(Referring expression pointing data)

════════════════

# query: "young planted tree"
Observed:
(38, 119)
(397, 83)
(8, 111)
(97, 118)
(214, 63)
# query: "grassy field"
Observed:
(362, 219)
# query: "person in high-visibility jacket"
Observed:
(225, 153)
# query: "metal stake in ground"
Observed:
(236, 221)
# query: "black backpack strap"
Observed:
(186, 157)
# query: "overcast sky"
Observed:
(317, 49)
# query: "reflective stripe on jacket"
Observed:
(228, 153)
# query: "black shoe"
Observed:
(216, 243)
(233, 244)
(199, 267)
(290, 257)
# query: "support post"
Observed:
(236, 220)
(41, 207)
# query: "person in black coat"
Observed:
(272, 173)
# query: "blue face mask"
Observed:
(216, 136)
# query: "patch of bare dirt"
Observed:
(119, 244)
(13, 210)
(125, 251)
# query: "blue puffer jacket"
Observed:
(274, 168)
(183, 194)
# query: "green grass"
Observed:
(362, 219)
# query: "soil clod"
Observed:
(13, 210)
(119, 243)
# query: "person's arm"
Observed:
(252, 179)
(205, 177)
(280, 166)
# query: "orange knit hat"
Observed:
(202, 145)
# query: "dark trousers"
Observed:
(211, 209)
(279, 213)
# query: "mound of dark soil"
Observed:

════════════════

* [Action item]:
Find the lines above that contain "soil" and give their count, with nothing added.

* [Problem solution]:
2